_Quoted passage_
Tuesday 24 June 2008

The Love Therapist


When I came to Americky I didn't quit my job as a life coach for the Ohhmm well being clinic I was promoted to the job of 'Life consultant' spreading my wisdom and knowledge to the uninformed savages known as Americans.
My position is that of a Missionary I suppose giving it to the Yanks whether they want it or not but they sure do need it.

Me and my mucker Buddy have purchased and motorised home with his disability pension and a few bars of my Nazi gold.
I've always wanted to be like a hero on TV who travels from town to town solving crimes and shagging weemen with his pet monkey sidekick flinging poo in the name of justice for the under dog and so I decide to buy a motorhome to do so.

Buddy to be honest isn't all there, too much LCD in Nam and he has flashbacks to training the Taliban in Afghanistan to fight the Russians, a lot of opium going around it seems.
Back then he was known as a drugged out socially inept moron who was good at manipulating others to get what he wanted.
Then all the buzz word excuses for being thick came out and he was retired from the 'company' for being Bi-Polar with Aspergers and ADHD, they even said he was autistic which is a load of shite as the only thing he can draw is his pension.

My chum Buddy may not be the tastiest dog at the pound but once you get past all the paranoid accusations and make sure he takes his meds hes a decent enough fella.

He surprised me by getting a graphic put on the front of the RV the only thing is that hes a perfect example of the American education system, no offense to you idiot Yanks but when someone thinks that the Gettysburg address was where Lincoln lived and that the underground railway that smuggled slaves to the north actually had trains well he make me look intelligent, that's why I like Americky, I'm a hawk among crows.

I have to figure out how to change the graphic without hurting his feelings maybe I'll go for the "you mong approach" how can I get any action from vulnerable weemen with that on the front?
I may have to rethink the bumper sticker I have in mind, as my bed would be over the cab I was going to have a sticker that says " if the roof is a thumping Old Knudsen is a humping" classy huh?


5 comments:

The Mistress said...

Motorised?

You're going to have to change that "s" to a "z" if you want to join the melting pot.

FirstNations said...

I KNEW IT, I KNEW IT, I KNEW IT.

You Altzheimeric rapscallion. you pulled the scallion out of your rapper and stubbed up to the scat, homes.

Westside.

Represent.

Jenny said...

I don't know, Scott Peterson gets love letters in prison while serving time for killing his wife... so you may get lucky with that sign. Or not.

I thought Lincoln was buried in Grant's Tomb.

Anonymous said...

You are a motörhead? Greetings to Lammy, had no sleep 'til Hammersmith too.

angela said...

C'mon boss, don't sugar coat it, just tell it like it is ...

"If the van is a rockin
old Knudzen haz hiz cock in."

Now thats classy. And socially acceptable too!

_Exercise details_
In the blog post, what did the writer and Buddy buy, and what did they pay with? Please answer in one sentence.

Collection entries:

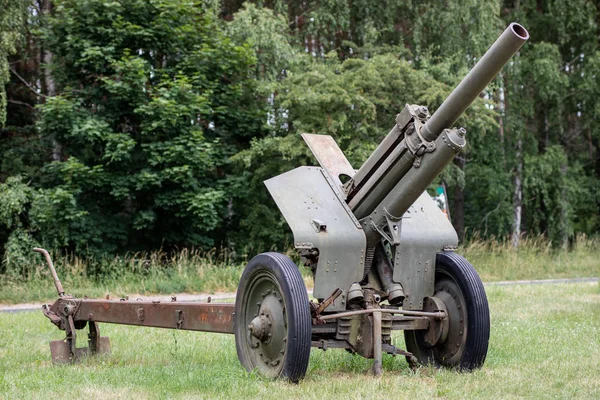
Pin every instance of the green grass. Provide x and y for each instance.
(496, 260)
(197, 272)
(545, 343)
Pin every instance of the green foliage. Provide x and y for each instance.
(153, 100)
(12, 27)
(169, 115)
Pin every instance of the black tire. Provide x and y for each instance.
(458, 285)
(272, 288)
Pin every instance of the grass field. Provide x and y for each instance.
(197, 272)
(545, 343)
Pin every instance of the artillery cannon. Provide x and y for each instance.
(381, 252)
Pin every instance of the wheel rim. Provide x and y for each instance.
(265, 321)
(450, 350)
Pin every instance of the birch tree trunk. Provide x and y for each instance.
(49, 84)
(518, 195)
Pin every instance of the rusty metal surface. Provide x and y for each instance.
(213, 317)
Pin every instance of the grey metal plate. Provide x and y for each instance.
(306, 194)
(425, 231)
(329, 156)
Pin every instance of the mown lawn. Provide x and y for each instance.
(545, 343)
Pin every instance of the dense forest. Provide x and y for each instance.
(131, 125)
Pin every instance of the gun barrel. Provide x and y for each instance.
(476, 80)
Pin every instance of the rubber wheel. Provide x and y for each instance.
(272, 318)
(465, 344)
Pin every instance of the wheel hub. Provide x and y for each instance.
(268, 330)
(438, 328)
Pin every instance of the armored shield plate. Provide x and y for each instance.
(319, 218)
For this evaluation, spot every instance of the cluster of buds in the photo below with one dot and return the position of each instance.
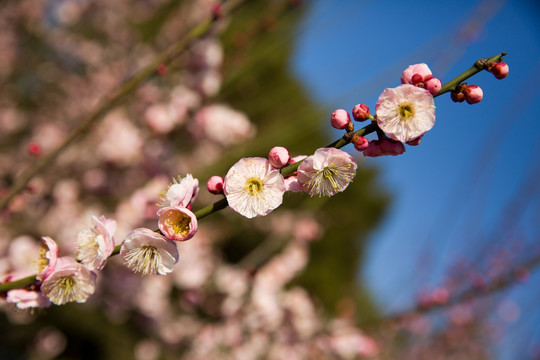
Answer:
(420, 75)
(471, 93)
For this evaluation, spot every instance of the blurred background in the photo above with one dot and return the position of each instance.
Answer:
(319, 277)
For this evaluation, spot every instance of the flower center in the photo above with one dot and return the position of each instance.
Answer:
(254, 186)
(406, 111)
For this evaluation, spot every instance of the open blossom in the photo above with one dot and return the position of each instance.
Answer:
(148, 252)
(177, 223)
(47, 258)
(253, 187)
(181, 192)
(25, 299)
(326, 172)
(96, 244)
(405, 112)
(70, 281)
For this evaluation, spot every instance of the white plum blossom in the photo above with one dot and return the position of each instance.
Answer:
(253, 187)
(70, 281)
(405, 112)
(148, 252)
(96, 244)
(25, 299)
(326, 172)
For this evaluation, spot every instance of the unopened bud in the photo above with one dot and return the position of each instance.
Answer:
(361, 112)
(416, 79)
(278, 157)
(416, 141)
(433, 85)
(500, 70)
(215, 185)
(340, 119)
(473, 94)
(360, 142)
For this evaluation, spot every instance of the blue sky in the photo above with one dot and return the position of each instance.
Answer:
(455, 193)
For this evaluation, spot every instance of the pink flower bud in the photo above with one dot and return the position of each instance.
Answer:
(416, 79)
(340, 119)
(473, 94)
(215, 185)
(360, 143)
(361, 112)
(433, 85)
(416, 141)
(278, 157)
(418, 69)
(500, 70)
(457, 96)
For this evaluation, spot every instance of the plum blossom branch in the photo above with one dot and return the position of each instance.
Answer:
(255, 186)
(115, 98)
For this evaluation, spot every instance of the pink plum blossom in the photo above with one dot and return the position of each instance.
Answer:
(327, 172)
(222, 125)
(405, 112)
(253, 187)
(25, 299)
(48, 257)
(181, 192)
(383, 147)
(96, 244)
(70, 281)
(177, 223)
(278, 157)
(148, 252)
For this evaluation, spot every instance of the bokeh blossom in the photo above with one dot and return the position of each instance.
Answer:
(148, 252)
(405, 112)
(47, 258)
(70, 281)
(253, 187)
(177, 223)
(96, 244)
(326, 172)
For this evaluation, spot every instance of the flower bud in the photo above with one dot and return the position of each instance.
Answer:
(500, 70)
(433, 85)
(417, 79)
(360, 142)
(361, 112)
(34, 149)
(408, 76)
(416, 141)
(278, 157)
(340, 119)
(473, 94)
(457, 96)
(215, 185)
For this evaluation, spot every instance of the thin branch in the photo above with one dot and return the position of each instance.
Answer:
(496, 285)
(112, 100)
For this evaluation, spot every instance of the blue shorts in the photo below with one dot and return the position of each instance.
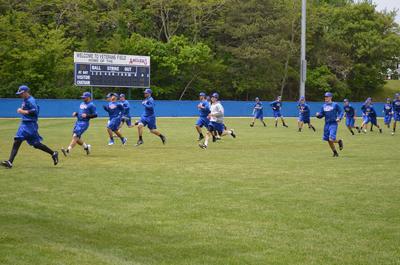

_Answer area_
They bought a motor home with Buddy's disability pension and a few bars of the writer's Nazi gold.